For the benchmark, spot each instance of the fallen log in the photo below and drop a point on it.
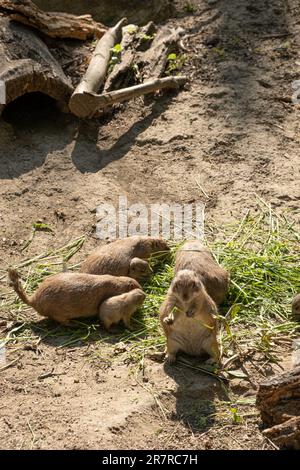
(20, 74)
(93, 103)
(278, 400)
(56, 25)
(96, 72)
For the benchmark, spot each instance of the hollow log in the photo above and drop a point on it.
(278, 400)
(96, 72)
(109, 12)
(26, 65)
(56, 25)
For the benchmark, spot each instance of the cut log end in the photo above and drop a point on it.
(41, 74)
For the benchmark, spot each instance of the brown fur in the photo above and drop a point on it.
(121, 307)
(195, 256)
(124, 257)
(296, 307)
(192, 328)
(72, 295)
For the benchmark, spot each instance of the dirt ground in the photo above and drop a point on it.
(234, 130)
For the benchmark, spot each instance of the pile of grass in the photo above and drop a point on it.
(262, 254)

----------------

▶ _EXERCISE_
Quote, word for word, every line starting at the one that contains "For the benchmark, spot each instance of the hollow" and ending with the final line of the entries.

▶ _SOLVED EXERCISE_
For the benchmark, spot each instance of the hollow log in the photo above and drop a point on it.
(278, 400)
(96, 72)
(109, 12)
(26, 65)
(56, 25)
For the benchmark, spot each instance of the cut log end in the photo above and drop a point on it.
(41, 74)
For the benchmark, spot each instance of the brown fur in the photo above and drop a point on it.
(121, 307)
(195, 256)
(124, 257)
(296, 307)
(192, 328)
(72, 295)
For the benchmark, spot each instance of the dirt ground in the photo above and drop a point on it.
(234, 130)
For the benchmark, spot each instance of the pile of grass in the photo above and drop a point on it.
(262, 254)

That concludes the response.